*What you will do*
Could the lines from the one with "Where can you spot the passenger" through the end of the listing be restated exactly, with nothing else included?

[Part of a data file]
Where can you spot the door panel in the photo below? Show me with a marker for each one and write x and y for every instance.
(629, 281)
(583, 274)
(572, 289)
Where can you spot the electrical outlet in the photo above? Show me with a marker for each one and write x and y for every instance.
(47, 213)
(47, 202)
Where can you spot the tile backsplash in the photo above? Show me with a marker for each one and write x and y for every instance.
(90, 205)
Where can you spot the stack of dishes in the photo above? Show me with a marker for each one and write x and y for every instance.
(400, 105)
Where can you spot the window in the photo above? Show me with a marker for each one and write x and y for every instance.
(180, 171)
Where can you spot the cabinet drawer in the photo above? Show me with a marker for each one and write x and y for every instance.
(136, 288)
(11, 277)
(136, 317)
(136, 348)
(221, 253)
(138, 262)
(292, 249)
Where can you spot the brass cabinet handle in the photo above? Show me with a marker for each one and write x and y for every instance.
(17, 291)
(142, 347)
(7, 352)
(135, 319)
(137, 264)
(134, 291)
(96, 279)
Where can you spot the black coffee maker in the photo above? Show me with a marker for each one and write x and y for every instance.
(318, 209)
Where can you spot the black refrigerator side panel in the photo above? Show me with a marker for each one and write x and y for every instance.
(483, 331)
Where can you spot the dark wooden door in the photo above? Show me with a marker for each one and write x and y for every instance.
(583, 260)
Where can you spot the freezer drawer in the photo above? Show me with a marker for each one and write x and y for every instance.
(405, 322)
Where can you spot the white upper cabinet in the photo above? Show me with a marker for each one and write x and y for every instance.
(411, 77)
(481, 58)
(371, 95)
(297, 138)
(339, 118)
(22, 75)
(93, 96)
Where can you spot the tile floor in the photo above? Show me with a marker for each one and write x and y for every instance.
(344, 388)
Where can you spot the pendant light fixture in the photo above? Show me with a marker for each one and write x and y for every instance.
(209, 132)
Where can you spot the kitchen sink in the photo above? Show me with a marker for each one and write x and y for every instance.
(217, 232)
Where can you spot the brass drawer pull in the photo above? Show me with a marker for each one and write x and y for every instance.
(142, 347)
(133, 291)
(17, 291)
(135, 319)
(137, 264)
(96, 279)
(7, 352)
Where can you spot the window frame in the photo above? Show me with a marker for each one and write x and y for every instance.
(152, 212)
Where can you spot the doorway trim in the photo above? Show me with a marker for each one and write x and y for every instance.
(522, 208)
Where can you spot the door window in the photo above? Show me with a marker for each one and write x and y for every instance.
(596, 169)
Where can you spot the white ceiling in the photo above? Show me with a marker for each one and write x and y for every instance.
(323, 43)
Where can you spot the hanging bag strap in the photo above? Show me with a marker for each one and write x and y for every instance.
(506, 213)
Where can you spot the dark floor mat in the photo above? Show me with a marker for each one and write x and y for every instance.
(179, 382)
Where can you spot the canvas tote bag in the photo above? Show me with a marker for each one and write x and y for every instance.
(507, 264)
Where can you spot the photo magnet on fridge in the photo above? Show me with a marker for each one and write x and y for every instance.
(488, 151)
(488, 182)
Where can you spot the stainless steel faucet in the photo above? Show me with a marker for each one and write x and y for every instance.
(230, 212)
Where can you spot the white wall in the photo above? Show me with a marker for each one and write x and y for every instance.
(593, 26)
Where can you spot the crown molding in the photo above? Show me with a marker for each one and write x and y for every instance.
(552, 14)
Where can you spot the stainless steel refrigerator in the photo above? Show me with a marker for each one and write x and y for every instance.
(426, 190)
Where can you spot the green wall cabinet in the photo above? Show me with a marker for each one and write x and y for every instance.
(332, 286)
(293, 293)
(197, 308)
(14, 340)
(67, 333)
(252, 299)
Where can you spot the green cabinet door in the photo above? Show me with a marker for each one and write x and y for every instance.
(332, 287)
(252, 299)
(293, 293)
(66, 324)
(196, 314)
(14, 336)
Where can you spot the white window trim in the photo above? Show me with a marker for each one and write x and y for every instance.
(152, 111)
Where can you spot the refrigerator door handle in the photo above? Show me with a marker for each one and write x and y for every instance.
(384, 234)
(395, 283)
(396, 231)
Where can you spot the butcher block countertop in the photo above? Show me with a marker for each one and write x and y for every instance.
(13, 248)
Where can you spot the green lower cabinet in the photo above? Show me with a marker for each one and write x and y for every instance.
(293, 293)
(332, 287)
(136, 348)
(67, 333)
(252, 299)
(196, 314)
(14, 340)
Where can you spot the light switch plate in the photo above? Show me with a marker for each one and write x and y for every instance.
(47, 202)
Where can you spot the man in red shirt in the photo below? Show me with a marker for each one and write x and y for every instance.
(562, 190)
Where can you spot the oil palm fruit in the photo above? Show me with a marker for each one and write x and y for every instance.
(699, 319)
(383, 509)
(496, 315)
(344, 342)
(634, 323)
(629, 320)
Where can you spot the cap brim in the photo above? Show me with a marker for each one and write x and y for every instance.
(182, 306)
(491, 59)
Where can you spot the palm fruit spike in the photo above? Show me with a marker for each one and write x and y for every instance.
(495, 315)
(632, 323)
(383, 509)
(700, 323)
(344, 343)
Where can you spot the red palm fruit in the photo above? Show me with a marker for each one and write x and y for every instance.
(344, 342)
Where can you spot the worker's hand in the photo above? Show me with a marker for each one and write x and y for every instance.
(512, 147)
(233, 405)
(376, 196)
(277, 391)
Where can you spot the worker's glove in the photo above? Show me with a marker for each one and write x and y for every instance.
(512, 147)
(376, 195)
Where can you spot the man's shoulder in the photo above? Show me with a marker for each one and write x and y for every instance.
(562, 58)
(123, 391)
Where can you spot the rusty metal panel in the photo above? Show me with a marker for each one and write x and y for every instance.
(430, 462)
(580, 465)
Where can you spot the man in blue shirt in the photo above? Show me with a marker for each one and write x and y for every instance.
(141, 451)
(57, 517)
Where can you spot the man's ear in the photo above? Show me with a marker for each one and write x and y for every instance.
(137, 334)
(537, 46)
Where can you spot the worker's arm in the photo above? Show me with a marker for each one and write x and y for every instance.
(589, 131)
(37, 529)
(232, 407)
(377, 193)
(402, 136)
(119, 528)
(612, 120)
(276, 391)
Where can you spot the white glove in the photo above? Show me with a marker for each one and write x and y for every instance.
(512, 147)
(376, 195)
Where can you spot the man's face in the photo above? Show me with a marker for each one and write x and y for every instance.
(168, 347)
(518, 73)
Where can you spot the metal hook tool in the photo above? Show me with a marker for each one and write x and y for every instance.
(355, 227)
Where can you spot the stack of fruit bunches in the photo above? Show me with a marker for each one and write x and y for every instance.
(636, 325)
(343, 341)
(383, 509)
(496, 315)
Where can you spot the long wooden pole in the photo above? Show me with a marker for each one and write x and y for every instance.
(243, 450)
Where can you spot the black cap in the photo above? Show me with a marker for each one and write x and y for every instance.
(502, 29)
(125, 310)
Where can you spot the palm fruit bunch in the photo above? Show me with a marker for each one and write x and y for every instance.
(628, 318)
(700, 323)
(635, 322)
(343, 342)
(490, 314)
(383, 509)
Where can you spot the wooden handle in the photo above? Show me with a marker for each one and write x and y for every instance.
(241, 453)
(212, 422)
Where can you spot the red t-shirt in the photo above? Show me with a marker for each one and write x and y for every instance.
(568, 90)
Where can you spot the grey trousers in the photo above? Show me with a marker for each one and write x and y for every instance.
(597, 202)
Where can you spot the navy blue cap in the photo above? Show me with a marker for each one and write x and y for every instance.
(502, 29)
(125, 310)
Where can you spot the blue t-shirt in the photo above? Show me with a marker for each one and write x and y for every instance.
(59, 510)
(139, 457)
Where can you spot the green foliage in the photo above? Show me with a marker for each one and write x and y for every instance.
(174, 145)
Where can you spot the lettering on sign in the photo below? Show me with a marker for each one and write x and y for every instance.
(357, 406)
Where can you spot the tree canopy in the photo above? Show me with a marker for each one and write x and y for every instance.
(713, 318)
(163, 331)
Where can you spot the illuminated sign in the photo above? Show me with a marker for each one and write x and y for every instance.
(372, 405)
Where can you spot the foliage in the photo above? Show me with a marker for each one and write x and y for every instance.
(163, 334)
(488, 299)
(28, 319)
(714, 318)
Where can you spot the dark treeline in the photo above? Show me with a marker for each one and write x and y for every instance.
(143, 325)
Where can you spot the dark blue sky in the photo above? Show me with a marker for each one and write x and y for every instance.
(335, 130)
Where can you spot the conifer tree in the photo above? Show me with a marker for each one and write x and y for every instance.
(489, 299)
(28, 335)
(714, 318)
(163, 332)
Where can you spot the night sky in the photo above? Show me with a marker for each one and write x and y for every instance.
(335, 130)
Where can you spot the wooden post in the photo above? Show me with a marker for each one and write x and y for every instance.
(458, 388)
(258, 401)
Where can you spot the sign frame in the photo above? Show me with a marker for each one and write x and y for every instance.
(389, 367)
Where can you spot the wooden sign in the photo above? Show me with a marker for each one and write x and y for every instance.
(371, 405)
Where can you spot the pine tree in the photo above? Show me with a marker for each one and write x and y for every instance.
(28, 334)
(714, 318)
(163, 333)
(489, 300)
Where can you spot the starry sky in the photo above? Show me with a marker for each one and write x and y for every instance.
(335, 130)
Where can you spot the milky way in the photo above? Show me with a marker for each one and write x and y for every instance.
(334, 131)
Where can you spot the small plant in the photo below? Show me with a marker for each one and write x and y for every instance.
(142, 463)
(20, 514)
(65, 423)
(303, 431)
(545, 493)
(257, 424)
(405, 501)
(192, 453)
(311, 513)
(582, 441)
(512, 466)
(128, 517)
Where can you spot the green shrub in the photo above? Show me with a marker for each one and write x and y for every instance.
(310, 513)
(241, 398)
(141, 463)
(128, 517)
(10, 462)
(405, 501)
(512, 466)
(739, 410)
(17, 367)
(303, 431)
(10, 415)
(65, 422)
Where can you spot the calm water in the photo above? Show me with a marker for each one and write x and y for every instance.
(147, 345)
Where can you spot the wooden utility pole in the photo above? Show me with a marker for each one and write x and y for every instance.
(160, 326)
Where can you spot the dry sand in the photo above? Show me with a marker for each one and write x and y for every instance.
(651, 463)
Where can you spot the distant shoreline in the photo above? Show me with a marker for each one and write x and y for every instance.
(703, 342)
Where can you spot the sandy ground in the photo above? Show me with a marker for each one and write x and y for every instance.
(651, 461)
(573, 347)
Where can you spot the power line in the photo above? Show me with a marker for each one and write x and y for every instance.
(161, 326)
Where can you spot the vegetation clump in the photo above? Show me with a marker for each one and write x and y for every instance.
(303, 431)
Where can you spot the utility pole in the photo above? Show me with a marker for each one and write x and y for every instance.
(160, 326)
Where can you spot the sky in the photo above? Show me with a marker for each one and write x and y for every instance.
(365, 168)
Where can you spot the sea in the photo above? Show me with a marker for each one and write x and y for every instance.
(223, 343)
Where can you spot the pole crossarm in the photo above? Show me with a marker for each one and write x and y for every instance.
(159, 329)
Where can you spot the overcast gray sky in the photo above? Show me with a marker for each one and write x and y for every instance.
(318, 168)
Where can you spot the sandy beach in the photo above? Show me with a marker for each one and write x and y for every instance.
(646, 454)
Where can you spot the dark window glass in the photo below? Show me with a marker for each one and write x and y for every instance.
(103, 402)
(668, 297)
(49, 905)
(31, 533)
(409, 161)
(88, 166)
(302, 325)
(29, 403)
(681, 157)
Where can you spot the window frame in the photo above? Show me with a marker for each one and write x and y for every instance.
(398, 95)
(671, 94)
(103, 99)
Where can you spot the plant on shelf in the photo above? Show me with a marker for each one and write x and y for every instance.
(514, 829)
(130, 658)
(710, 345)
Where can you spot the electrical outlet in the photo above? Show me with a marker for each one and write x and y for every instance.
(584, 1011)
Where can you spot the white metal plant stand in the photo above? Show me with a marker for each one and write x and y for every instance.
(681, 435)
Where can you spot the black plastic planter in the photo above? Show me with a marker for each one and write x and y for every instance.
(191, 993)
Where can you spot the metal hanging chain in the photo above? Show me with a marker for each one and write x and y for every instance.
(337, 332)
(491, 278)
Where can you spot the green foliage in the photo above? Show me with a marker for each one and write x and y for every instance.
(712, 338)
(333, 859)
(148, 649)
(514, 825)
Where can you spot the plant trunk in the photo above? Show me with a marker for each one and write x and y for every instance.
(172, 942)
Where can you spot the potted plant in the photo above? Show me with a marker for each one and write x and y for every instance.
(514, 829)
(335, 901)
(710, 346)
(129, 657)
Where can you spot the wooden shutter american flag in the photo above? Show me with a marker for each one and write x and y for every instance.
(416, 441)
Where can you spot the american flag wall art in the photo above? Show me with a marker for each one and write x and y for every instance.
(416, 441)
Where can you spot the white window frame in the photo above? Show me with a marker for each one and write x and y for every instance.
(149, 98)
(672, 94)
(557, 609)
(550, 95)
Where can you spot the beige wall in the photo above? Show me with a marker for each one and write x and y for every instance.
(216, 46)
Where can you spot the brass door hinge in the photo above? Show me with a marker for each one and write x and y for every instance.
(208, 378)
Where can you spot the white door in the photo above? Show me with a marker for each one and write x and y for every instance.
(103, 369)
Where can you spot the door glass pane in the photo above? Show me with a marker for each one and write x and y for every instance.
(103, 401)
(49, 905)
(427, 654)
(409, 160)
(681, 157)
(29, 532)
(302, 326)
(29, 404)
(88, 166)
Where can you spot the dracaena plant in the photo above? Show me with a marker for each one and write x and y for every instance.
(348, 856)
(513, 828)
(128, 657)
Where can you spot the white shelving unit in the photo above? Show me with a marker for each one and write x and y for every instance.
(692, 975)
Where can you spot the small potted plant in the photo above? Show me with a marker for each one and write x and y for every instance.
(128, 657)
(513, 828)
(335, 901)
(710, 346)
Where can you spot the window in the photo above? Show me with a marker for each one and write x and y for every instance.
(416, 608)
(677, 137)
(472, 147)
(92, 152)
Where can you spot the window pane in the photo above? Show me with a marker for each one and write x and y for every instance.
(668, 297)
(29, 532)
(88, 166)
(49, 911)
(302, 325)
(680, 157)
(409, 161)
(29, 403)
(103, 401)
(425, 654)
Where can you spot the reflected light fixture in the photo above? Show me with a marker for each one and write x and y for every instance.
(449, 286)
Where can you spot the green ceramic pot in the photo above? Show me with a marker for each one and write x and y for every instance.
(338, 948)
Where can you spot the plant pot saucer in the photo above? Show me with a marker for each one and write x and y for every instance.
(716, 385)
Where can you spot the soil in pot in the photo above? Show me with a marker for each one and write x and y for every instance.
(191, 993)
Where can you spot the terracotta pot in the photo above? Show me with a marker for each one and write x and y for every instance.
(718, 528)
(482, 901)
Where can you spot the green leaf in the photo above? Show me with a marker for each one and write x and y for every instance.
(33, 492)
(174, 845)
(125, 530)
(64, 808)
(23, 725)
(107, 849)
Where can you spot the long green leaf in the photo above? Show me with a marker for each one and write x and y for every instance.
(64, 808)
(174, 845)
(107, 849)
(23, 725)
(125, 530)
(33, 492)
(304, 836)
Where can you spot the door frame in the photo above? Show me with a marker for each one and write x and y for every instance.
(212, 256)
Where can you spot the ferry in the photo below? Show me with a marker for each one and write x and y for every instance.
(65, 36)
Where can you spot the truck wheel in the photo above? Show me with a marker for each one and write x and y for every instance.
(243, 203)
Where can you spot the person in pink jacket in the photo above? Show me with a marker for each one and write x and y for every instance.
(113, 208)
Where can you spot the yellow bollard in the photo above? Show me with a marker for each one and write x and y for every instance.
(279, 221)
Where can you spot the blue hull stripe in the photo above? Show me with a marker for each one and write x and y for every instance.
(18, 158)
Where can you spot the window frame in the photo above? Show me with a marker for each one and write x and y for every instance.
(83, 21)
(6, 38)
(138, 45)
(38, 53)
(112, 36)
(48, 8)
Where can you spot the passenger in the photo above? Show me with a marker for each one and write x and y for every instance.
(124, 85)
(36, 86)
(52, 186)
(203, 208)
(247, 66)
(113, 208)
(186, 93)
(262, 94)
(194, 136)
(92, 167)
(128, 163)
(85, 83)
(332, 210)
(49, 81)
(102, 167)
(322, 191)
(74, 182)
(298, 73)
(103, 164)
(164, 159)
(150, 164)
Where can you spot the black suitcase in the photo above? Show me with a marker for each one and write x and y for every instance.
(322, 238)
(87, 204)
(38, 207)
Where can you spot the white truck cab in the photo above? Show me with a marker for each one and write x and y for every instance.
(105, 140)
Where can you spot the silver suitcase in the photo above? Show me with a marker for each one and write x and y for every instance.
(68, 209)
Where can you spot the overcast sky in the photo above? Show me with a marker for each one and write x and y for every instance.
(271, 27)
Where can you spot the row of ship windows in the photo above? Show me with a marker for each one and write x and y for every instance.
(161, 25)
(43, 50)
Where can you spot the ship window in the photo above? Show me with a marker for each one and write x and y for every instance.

*Task solution*
Where can you spot the passenger in the photo above? Show me with a marker for each one and write x and y for every instance.
(124, 85)
(36, 86)
(52, 186)
(203, 208)
(247, 66)
(113, 208)
(186, 93)
(262, 94)
(194, 136)
(92, 167)
(128, 163)
(85, 83)
(332, 210)
(49, 81)
(102, 167)
(322, 191)
(74, 182)
(298, 73)
(103, 164)
(164, 159)
(150, 164)
Where can you spot the black suitcase in the photo above? Show me with a marker for each one and write x and y for every instance.
(322, 238)
(87, 204)
(38, 207)
Where can you spot the white truck cab in the photo above? Show me with a marker for each one and write x and y for every instance.
(105, 140)
Where can you spot the silver suitcase in the photo above? Show me with a marker for each one and write x and y for every instance.
(68, 209)
Where can you spot the overcast sky in the photo above? Show me with a marker for each one and write x and y for every instance.
(271, 27)
Where can you spot the row of ship windows in the photo above? Show me with a marker for each one and write x and y for every instance.
(161, 25)
(43, 50)
Where can you spot the ship window in the photo above? Show me with a marker for each one and write x and y for every instance.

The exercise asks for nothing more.